Cranmer H, Ronquest NA, Barnes A, Nadipelli VR, Akehurst R. To what extent does the published economic analyses of treatments for opioid use disorder capture its chronic, relapsing nature and its impact on society? Poster presented at the ISPOR 19th Annual European Congress; November 2016. Vienna, Austria. [abstract] Value Health. 2016 Nov; 19(7):A373.


OBJECTIVES: Opioid use disorder (OUD) is a global problem with enormous economic, personal and public health consequences. Current estimates suggest that there are approximately 32 million illicit opioid users globally, the majority of whom misuse diamorphine (heroin) and non-prescription opioid drugs. We conducted a systematic literature review to identify evidence of the economic impact of OUD treatments. The aim was to assess to what extent the current evidence captures the chronic, relapsing nature of opioid dependence and its impact on society.

METHODS: We searched global electronic databases, key international health technology assessment websites, conference proceedings and reference lists from 1995-2015. Comparisons of costs and/or cost-effectiveness between two or more pharmacological maintenance interventions for OUD were included. Studies were not excluded by geographical region or language. Data quality was appraised using published checklists.

RESULTS: From 765 records, 39 studies met the inclusion criteria, including cost-effectiveness, cost-utility, cost-benefit and cost-minimisation analyses. Of these, only 10 considered a time horizon beyond 10 years, and only one considered retreatment for patients after relapse, despite the chronic nature of OUD. Twenty studies investigated a societal perspective: specifically, incarceration (n=12), cost of crime to society and the victim (n=14), diversion (n=1), and productivity and workforce (n=5). The majority of economic studies of OUD published after 2005 captured societal costs.

CONCLUSIONS: This review identified an increasing interest towards understanding the societal impact of OUD treatments. However, the evidence to assess the long-term effects of the interventions is scarce. Only a few studies captured the long-term effect of treatment, and only one study was found to capture the relapsing nature of the disease. Further studies to capture long-term social factors are needed to quantify the full economic impact of OUD treatments.

• _Data supplied_
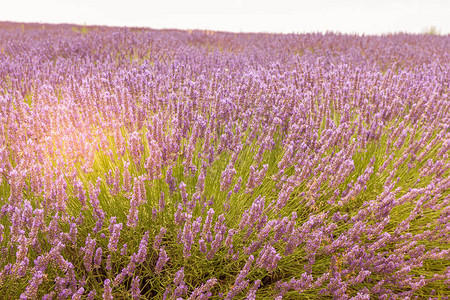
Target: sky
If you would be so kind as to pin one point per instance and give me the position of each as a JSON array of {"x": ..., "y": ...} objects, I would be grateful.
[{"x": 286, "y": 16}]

--

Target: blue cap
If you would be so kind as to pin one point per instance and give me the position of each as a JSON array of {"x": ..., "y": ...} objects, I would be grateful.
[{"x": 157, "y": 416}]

• _Exercise description_
Copy the part of the opioid use disorder abstract that begins with "OBJECTIVES: Opioid use" and ends with "impact on society.", word for word.

• _Output_
OBJECTIVES: Opioid use disorder (OUD) is a global problem with enormous economic, personal and public health consequences. Current estimates suggest that there are approximately 32 million illicit opioid users globally, the majority of whom misuse diamorphine (heroin) and non-prescription opioid drugs. We conducted a systematic literature review to identify evidence of the economic impact of OUD treatments. The aim was to assess to what extent the current evidence captures the chronic, relapsing nature of opioid dependence and its impact on society.